## Tasks for this exercise
1. In the passage about Miss Perry, what name did the narrator call her because the words "Miss Perry" were too hard to say?
2. Write the next portion of the passage about Miss Perry, picking up after its final sentence.

## Source document

== Segment start ==

She taught me to sing. I remember some early Gilbert and Sullivan pieces that I sang standing beside her while she played the piano, admiring the five black Indian elephants, each diminishing in size one behind the other on the top of the piano. I sang some of those idiotic verses from Gilbert and Sullivan. Can you imagine a boy singing:

“I’m called ‘Little Buttercup’,
Dear Little Buttercup,
Though I could never tell why,
But still I’m called ‘Buttercup’
Poor little ‘Buttercup’,
Come of your ‘Buttercup’ buy.”

She also taught me to recite. Things like:

“The quality of mercy is not strained. It droppeth as the
Gentle rain from heaven upon this place beneath. It is twice blest it
Blesseth him who gives and him who takes.” And so on.

I knew how to recite Portia’s speech from “The Merchant of Venice” before I even knew what it was all about.

Miss Perry had a profound influence on my life. I could not say the words “Miss Perry” and I called her “Peppi” instead. Soon everybody in the shop and the bakehouse called her “Peppi”. Then the other shopkeepers referred to her as “Peppi at the bakehouse”, until the whole community knew her as “Peppi”. At the church people used to speak about “Peppi” who was doing this and “Peppi” who was doing that. She was very prominent in the church. She taught Sunday School, took me to Sunday School, helped me with my Sunday School lessons, talked my mother into letting me go to Boys Club and to Cricket Club and to Youth Club. She was also a member of the church choir. She used to sing in local musical eisteddfods. I can always remember her beautiful soprano voice singing at the wedding of my Aunty Mabel “I’ll walk beside you”.

== Segment end ==

Image point grounding data:
== Segment start ==

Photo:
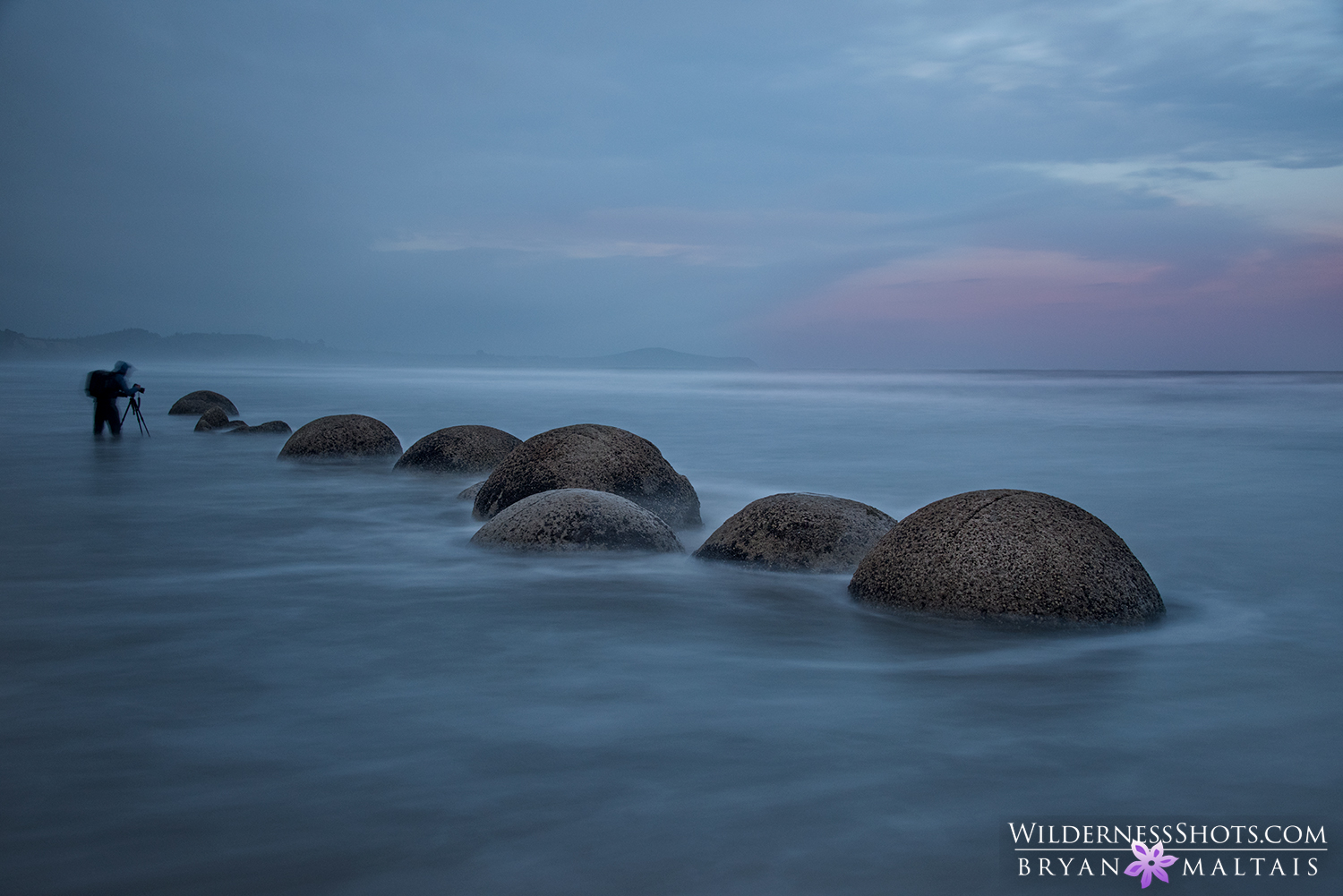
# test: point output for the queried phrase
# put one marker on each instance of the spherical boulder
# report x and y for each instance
(588, 456)
(269, 427)
(798, 533)
(465, 450)
(341, 435)
(1004, 552)
(201, 402)
(577, 520)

== Segment end ==

## Responses in order
1. "Peppi"

2.
She was a single woman who found a fulfilled life in helpfulness to other people’s children. “Peppi” meant more to me than I can possibly tell you. After my father had died, my mother was struggling to bring a bankrupt business back into productivity and to keep her employees on the payroll, “Peppi” just meant everything. She was the warmest, loveliest, kindest person I have ever met in my life.

But her life was not easy. You see, through all of this time and ever since she has battled the scourge of cancer. I did not understand what it meant but when I was a child she had one breast removed because of cancer. Then cancer was in the liver and some liver was removed. Then her gall bladder and some other parts were cancerous and she was operated on again and they were removed. Then another breast.

Then something called ‘a woman’s operation’ because of cancer and those parts were removed. Then cancer on her skin. She constantly had surgery on different parts of her skin. Then a few years later cancer was in her bones. She had her jawbone removed. Most of her throat was removed. The top of her palate was removed. The roof of her mouth was removed. Then her tongue was removed and “Peppi”, the beautiful singer, could sing no more. She could not speak at all but she learnt to make sounds. She knew what she wanted to say, and I knew what she wanted to say.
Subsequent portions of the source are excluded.